Data records
□ □ □
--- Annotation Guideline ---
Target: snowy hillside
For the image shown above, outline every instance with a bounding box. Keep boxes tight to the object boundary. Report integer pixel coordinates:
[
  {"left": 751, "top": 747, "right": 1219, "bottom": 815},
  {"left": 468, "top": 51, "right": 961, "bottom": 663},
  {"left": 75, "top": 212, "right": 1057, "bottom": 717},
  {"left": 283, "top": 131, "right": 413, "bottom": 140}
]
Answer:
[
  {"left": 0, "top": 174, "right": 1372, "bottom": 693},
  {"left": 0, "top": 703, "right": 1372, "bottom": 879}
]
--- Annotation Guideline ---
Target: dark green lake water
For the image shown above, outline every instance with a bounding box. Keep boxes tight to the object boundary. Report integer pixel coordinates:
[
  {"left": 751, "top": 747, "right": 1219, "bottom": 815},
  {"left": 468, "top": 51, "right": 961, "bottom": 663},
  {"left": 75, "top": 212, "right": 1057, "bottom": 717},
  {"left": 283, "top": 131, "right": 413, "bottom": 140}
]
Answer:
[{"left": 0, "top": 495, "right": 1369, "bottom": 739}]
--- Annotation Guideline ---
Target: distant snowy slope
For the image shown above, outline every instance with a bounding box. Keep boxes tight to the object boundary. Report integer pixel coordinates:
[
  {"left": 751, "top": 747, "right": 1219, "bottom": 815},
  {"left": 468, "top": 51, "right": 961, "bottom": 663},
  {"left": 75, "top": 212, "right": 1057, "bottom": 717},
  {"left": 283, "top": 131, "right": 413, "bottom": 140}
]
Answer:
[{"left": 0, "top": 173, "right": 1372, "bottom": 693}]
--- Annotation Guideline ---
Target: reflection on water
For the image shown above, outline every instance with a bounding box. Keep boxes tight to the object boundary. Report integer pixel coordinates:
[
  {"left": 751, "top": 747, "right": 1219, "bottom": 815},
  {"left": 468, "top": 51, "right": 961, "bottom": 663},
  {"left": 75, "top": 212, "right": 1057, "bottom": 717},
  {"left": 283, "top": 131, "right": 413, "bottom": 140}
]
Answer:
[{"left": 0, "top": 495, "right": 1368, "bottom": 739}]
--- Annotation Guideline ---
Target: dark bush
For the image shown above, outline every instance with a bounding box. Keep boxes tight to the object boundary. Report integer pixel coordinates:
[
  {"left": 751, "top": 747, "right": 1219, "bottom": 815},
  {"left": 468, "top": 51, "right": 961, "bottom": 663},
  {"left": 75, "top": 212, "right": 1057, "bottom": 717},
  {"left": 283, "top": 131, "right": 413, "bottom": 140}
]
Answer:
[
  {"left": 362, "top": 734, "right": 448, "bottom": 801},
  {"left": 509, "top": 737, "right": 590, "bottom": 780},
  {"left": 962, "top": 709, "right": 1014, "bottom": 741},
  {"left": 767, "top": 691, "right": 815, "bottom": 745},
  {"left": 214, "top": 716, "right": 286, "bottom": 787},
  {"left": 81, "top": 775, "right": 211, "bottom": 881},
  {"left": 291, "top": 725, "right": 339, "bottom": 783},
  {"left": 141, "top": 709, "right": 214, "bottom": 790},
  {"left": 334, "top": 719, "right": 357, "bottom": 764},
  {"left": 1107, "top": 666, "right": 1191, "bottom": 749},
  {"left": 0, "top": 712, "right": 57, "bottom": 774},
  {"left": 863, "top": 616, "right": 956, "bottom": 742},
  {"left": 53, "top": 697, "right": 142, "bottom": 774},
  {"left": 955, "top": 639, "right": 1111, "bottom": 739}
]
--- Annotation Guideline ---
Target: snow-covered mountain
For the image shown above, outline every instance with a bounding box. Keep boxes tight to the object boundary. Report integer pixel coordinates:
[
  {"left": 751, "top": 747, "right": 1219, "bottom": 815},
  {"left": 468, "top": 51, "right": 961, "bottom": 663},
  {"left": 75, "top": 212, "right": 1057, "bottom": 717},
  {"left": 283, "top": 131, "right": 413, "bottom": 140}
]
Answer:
□ □ □
→ What this task involves
Give only the number of lines in the data above that contain the word "water".

→ Result below
2